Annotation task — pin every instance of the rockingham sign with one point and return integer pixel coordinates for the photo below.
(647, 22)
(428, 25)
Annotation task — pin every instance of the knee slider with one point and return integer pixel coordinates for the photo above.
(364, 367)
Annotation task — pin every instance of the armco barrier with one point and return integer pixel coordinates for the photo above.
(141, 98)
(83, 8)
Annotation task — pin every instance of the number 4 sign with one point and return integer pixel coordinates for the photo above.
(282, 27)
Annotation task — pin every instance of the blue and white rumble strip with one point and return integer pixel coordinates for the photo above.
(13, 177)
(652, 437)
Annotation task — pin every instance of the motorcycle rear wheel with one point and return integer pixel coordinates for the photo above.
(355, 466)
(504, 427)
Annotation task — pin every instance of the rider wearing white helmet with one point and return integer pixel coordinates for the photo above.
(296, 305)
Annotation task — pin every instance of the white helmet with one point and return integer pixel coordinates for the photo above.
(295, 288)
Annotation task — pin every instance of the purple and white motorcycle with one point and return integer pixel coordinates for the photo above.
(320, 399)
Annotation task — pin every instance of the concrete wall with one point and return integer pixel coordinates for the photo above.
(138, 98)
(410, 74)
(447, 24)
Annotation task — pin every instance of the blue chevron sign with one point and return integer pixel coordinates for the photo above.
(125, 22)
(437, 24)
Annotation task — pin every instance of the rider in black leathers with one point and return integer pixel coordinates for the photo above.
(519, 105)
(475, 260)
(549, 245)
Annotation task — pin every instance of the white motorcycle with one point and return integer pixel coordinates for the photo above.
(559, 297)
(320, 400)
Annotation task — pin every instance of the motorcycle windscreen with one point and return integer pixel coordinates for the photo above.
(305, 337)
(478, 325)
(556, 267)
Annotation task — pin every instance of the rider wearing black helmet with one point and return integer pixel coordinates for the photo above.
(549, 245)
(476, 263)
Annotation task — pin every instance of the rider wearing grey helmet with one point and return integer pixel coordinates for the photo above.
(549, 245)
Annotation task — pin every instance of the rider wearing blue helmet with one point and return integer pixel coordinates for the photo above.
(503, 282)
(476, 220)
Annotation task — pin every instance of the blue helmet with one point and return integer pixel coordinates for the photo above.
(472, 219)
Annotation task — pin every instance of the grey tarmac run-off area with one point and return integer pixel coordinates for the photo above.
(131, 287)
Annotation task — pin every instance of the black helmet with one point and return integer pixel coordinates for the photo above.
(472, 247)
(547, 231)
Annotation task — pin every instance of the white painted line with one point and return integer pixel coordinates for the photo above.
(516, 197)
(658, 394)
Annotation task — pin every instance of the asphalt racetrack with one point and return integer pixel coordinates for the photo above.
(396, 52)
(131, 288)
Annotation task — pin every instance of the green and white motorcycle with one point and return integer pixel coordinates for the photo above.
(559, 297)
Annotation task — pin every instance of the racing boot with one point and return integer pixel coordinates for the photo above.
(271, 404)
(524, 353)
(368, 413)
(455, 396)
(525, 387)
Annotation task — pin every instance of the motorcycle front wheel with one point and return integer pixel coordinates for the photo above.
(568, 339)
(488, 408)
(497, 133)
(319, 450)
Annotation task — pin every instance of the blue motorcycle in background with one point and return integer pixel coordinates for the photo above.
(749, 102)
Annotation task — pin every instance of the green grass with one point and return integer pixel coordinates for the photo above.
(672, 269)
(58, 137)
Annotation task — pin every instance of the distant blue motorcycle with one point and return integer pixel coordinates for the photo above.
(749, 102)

###

Your task: From the records above, extract every entry exactly as given.

Output of the task:
Annotation task — pin every instance of the rockingham sign with one point and return integer pixel coordinates for the photo below.
(647, 22)
(428, 25)
Annotation task — pin every instance of the knee slider with one point and return integer pixel coordinates for the photo above.
(364, 367)
Annotation task — pin every instance of the armco barrier with one point and return integer pixel coordinates for the photo above.
(141, 98)
(83, 8)
Annotation task — pin every instance of the number 4 sign with one point and return integer pixel coordinates for the photo above.
(282, 27)
Annotation task — pin every instance of the blue and white rumble strip with one point and return integer pixel coordinates for the photo above.
(13, 177)
(652, 437)
Annotation task — pin every instance of the motorcycle rear wheel with one point and return integer pixel coordinates for the photo above.
(355, 466)
(504, 427)
Annotation task — pin every instance of the rider wearing white helmet with one point and return integer pixel coordinates for the photo above.
(296, 305)
Annotation task — pin every instance of the white helmet with one point and return integer pixel coordinates for the photo above.
(295, 288)
Annotation task — pin every instance of the purple and white motorcycle with one point and return integer pixel coordinates for the photo above.
(320, 399)
Annotation task — pin every instance of the concrete wall with one point and return integer pixel coordinates for the photo above.
(138, 98)
(410, 74)
(447, 24)
Annotation task — pin every instance of the blue chevron sign with one point and return integer pixel coordinates for the photo above.
(125, 22)
(437, 24)
Annotation task — pin every instance of the rider in black leathers with one point and return integer pixel coordinates for the photo above.
(519, 105)
(475, 260)
(549, 245)
Annotation task — pin every instance of the white motorcycle with one point and return integer pixel coordinates for the photo above.
(559, 297)
(320, 400)
Annotation task — pin every instance of the motorcycle windscreen with one point and return integer pixel coordinates for the photo above.
(305, 337)
(478, 325)
(556, 267)
Annotation task — pin every instance of the rider wearing black helmet with one point and return integer pixel coordinates for the photo above.
(549, 245)
(476, 263)
Annotation task — pin every instance of the rider wearing grey helmet with one point and return integer pixel coordinates for the photo above.
(549, 245)
Annotation task — pin every instance of the rider wearing blue helmet with one point and return integer pixel coordinates for the photo above.
(503, 282)
(476, 220)
Annotation task — pin every instance of the blue helmet with one point and return integer pixel coordinates for the photo above.
(472, 219)
Annotation task — pin every instance of the grey tarmac run-off area with one point and return integer pixel coordinates for the photo above.
(131, 287)
Annotation task — pin every instance of the black helmet with one point and return integer pixel coordinates for the photo above.
(472, 247)
(547, 231)
Annotation task — pin every instance of the white painted line with one point and return integer pixel coordinates for the photo above.
(516, 197)
(658, 394)
Annotation task — pin every instance of the asphalt racetrack with one point and return integer pixel coordinates for the photo above.
(396, 52)
(131, 288)
Annotation task — pin every instance of the green and white motorcycle with one point and return integer pixel coordinates for the photo above.
(559, 297)
Annotation task — pin every instance of the racing boot with one point and return integer pixel coordinates for the photo above.
(271, 404)
(524, 353)
(368, 413)
(455, 396)
(525, 387)
Annotation task — pin every instance of the motorcycle front wheel with one point and return integer pixel coordinates for the photo above.
(568, 339)
(488, 408)
(497, 133)
(319, 450)
Annotation task — pin every instance of the blue motorcycle in background with one point and return integer pixel coordinates for the photo above.
(749, 102)
Annotation task — pin every instance of the green grass with one point and return integer pixel coordinates for the photo above.
(672, 269)
(58, 137)
Annotation task — pin every instance of the distant blue motorcycle with one point and return integer pixel coordinates for the photo above.
(749, 102)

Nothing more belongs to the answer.